• Entries provided
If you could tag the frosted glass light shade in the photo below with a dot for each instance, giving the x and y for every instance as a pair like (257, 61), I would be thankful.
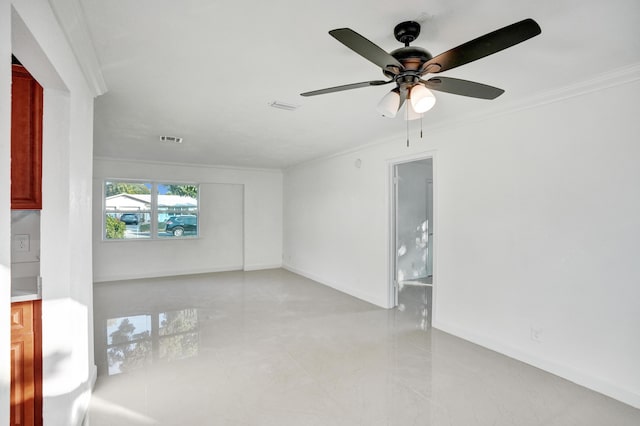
(422, 100)
(388, 105)
(410, 113)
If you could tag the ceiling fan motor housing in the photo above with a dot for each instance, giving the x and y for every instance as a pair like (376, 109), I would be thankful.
(406, 32)
(412, 58)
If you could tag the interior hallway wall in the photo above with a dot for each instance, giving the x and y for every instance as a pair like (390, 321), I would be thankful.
(35, 37)
(537, 229)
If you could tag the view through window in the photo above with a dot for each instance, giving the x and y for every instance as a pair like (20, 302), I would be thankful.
(148, 210)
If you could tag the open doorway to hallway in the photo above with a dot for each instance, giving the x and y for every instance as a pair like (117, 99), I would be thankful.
(412, 241)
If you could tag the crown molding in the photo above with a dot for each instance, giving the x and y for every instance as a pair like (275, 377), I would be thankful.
(613, 78)
(71, 18)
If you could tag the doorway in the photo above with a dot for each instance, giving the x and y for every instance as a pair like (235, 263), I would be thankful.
(412, 242)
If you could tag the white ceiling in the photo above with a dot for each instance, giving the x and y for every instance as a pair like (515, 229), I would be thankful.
(207, 70)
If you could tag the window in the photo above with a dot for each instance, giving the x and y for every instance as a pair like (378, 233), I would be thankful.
(150, 210)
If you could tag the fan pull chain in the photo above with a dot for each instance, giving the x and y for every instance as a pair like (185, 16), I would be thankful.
(407, 120)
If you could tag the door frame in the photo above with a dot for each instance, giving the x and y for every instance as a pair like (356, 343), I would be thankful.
(392, 206)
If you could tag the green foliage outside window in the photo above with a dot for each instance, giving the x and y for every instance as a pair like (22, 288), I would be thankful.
(115, 228)
(115, 188)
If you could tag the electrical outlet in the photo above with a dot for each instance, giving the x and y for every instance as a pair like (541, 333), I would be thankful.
(536, 334)
(21, 242)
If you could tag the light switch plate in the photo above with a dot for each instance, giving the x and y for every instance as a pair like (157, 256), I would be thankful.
(21, 242)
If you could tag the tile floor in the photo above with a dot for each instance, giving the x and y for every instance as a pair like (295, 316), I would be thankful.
(273, 348)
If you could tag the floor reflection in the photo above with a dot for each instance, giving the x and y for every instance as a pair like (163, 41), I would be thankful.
(415, 301)
(137, 340)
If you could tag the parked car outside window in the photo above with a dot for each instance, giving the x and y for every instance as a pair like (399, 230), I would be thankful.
(178, 225)
(129, 218)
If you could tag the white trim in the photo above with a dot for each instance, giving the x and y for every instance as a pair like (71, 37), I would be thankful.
(71, 19)
(262, 266)
(93, 376)
(200, 165)
(160, 274)
(565, 371)
(374, 300)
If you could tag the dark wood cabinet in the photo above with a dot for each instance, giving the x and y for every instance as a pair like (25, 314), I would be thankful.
(26, 364)
(26, 141)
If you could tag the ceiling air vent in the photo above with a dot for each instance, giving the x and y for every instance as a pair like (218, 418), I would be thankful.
(173, 139)
(284, 105)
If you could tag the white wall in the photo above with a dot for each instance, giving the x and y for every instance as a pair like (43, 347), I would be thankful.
(5, 207)
(257, 245)
(68, 367)
(537, 226)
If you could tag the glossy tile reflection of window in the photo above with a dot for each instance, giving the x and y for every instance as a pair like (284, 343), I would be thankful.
(136, 341)
(178, 334)
(128, 343)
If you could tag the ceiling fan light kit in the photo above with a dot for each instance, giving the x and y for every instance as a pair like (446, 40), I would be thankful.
(408, 65)
(422, 99)
(389, 104)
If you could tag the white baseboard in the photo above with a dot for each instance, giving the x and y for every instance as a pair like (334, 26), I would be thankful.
(566, 372)
(159, 274)
(340, 287)
(258, 266)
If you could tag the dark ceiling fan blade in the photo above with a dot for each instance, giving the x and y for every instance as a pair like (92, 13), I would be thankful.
(485, 45)
(366, 48)
(346, 87)
(462, 87)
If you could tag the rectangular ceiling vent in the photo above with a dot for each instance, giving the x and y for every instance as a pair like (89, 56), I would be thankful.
(284, 105)
(173, 139)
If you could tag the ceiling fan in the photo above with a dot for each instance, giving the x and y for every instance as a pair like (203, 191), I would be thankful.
(408, 65)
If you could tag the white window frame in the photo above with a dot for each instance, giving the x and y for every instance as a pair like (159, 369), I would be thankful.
(153, 212)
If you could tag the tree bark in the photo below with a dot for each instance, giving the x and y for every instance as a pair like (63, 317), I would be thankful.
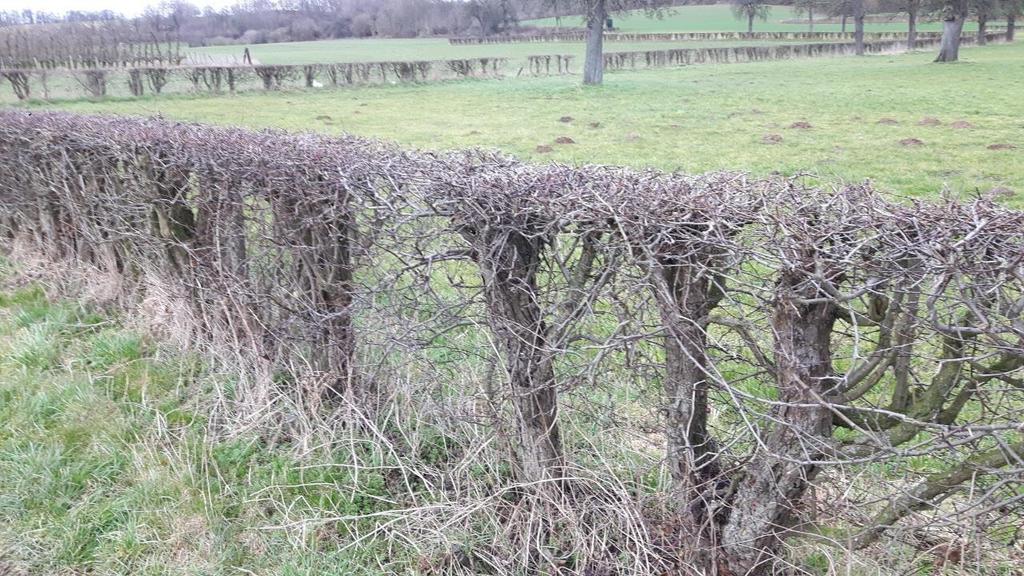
(858, 31)
(682, 292)
(509, 262)
(911, 29)
(952, 27)
(778, 475)
(593, 70)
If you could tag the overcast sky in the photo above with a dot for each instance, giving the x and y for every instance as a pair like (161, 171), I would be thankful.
(128, 7)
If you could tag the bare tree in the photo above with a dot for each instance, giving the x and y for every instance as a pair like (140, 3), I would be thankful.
(751, 9)
(809, 7)
(954, 13)
(808, 341)
(1013, 8)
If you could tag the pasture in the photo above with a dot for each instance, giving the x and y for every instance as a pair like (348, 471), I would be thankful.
(120, 452)
(748, 117)
(719, 17)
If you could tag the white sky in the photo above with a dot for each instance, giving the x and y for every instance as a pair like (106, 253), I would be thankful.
(128, 7)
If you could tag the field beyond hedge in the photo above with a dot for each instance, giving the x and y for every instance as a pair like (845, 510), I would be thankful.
(909, 125)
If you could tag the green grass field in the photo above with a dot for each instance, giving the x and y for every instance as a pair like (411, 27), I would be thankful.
(109, 460)
(682, 18)
(693, 119)
(719, 17)
(386, 49)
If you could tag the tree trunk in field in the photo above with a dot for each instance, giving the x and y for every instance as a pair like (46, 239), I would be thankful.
(858, 27)
(952, 27)
(593, 70)
(911, 29)
(509, 264)
(777, 476)
(682, 295)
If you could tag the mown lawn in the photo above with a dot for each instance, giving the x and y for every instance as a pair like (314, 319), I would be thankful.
(911, 126)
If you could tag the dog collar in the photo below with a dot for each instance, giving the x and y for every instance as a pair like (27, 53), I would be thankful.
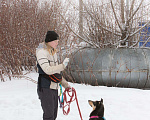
(97, 117)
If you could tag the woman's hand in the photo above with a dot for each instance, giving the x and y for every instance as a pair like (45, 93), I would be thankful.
(65, 62)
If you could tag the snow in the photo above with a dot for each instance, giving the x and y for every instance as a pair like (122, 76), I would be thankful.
(19, 101)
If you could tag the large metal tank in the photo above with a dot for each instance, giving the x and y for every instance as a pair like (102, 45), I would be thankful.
(120, 67)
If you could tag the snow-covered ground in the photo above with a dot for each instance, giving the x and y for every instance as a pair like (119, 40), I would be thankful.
(19, 101)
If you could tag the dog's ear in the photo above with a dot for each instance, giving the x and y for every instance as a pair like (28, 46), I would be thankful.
(101, 100)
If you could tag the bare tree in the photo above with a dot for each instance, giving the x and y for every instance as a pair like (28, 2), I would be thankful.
(113, 23)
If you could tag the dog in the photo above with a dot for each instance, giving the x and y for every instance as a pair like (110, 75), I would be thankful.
(98, 110)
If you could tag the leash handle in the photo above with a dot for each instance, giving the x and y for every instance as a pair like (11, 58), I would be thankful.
(73, 91)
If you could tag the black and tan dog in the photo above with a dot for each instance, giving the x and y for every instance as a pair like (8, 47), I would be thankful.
(98, 110)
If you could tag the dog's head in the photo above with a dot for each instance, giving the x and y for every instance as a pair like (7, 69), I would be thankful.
(98, 107)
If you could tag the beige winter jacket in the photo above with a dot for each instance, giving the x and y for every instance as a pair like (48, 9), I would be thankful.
(49, 65)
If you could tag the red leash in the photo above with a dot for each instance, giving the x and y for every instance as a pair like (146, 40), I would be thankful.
(71, 94)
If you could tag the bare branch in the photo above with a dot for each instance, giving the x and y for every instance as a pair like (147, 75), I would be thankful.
(115, 16)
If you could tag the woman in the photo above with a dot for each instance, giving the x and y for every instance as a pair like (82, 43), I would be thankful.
(49, 75)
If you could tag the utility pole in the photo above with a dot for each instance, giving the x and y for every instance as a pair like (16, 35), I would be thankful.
(80, 19)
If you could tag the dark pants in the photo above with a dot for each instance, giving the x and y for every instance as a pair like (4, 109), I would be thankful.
(49, 103)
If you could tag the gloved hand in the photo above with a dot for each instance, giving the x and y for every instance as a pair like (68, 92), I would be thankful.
(65, 62)
(69, 86)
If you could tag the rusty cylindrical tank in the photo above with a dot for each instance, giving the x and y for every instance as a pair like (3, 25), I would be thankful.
(120, 67)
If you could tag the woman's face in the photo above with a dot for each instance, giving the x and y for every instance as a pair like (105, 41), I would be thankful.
(53, 44)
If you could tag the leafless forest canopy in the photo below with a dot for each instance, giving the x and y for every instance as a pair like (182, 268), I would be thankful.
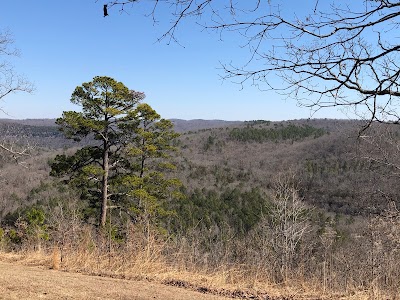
(308, 198)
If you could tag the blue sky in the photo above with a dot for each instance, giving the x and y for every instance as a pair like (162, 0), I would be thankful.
(66, 43)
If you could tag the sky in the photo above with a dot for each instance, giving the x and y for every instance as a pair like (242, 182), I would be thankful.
(66, 43)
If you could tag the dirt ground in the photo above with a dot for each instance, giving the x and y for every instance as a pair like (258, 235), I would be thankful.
(24, 282)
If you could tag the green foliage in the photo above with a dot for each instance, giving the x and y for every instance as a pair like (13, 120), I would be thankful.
(290, 132)
(241, 210)
(125, 166)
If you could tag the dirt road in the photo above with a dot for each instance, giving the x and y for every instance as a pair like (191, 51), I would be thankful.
(23, 282)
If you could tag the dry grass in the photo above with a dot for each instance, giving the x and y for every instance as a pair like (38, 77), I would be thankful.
(232, 282)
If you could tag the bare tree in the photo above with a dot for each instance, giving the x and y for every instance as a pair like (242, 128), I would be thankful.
(336, 53)
(11, 82)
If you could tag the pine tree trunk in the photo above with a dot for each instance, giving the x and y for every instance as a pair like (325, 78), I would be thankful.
(104, 187)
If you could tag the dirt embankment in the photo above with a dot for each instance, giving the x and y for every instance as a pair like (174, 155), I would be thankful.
(24, 282)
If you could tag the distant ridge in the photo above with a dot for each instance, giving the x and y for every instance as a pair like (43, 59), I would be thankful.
(31, 122)
(179, 124)
(198, 124)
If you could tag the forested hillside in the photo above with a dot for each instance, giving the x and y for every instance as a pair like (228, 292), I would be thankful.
(238, 180)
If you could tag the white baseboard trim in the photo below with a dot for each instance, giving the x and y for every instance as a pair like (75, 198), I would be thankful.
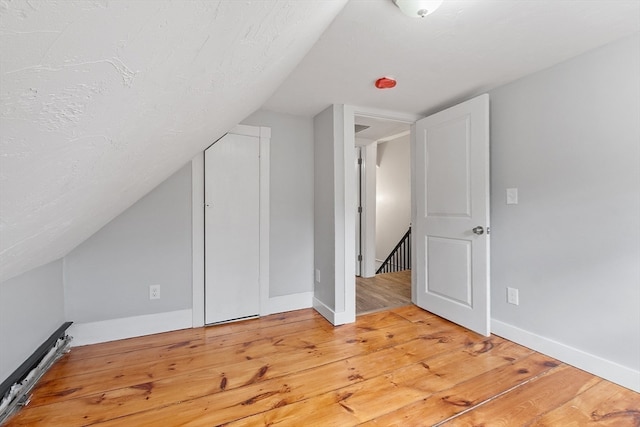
(129, 327)
(336, 319)
(596, 365)
(284, 303)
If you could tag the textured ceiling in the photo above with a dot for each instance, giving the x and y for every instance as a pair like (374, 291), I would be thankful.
(103, 100)
(463, 49)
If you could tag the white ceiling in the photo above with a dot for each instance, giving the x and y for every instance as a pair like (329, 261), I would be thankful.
(463, 49)
(380, 129)
(101, 100)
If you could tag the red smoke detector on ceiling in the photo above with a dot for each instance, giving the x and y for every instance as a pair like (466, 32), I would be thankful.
(385, 83)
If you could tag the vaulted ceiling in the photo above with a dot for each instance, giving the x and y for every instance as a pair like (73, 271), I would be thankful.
(103, 100)
(465, 48)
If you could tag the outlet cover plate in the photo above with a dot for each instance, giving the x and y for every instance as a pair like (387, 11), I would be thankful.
(154, 292)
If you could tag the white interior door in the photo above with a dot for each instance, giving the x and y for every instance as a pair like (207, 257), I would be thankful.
(452, 214)
(232, 228)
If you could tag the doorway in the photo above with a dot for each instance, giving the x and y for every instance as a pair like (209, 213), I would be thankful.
(383, 212)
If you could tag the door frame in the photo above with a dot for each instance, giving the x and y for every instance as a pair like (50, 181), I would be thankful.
(198, 231)
(350, 199)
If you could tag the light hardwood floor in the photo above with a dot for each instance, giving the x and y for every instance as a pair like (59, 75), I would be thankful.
(403, 367)
(383, 291)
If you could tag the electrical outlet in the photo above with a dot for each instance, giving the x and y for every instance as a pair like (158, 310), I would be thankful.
(154, 292)
(512, 196)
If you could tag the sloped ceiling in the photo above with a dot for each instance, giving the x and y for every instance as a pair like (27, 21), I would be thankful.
(465, 48)
(102, 100)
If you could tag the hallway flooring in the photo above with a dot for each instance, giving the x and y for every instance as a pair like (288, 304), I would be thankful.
(383, 291)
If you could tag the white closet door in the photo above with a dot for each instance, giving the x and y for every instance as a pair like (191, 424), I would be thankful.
(232, 228)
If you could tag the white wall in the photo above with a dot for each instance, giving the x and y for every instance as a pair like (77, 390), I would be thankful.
(108, 276)
(324, 208)
(569, 139)
(393, 195)
(334, 207)
(31, 309)
(291, 200)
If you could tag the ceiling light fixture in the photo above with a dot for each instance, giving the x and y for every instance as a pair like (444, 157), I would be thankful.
(418, 8)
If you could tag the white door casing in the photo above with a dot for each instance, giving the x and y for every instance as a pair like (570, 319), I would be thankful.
(451, 200)
(234, 245)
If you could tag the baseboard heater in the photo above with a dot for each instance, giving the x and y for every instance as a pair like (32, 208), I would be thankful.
(15, 389)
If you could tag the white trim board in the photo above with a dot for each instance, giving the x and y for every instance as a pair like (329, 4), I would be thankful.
(129, 327)
(197, 238)
(334, 318)
(286, 303)
(596, 365)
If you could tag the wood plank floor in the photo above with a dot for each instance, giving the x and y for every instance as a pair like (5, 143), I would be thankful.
(402, 367)
(383, 291)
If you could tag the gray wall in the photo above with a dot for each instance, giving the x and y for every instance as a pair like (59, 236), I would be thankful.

• To be done
Copy out the lines from the line containing "If you could tag the white trim board" to the end of the listing above, without alteration.

• Final result
If you could tag the white trim board in the photo above with a dot for each instance, giving the x and y for every instance as a pair like (329, 4), I would be thankful.
(129, 327)
(197, 238)
(334, 318)
(286, 303)
(596, 365)
If you could tag the wood plank floor in the photo above with a dot for each instance, giving the x and y for every instance as a pair like (5, 143), I would be thankful.
(402, 367)
(383, 291)
If you could tag the gray wall in the photo above with a dot for each instance, giving the x and y for every instance as a pair like (59, 236), I would be thankful.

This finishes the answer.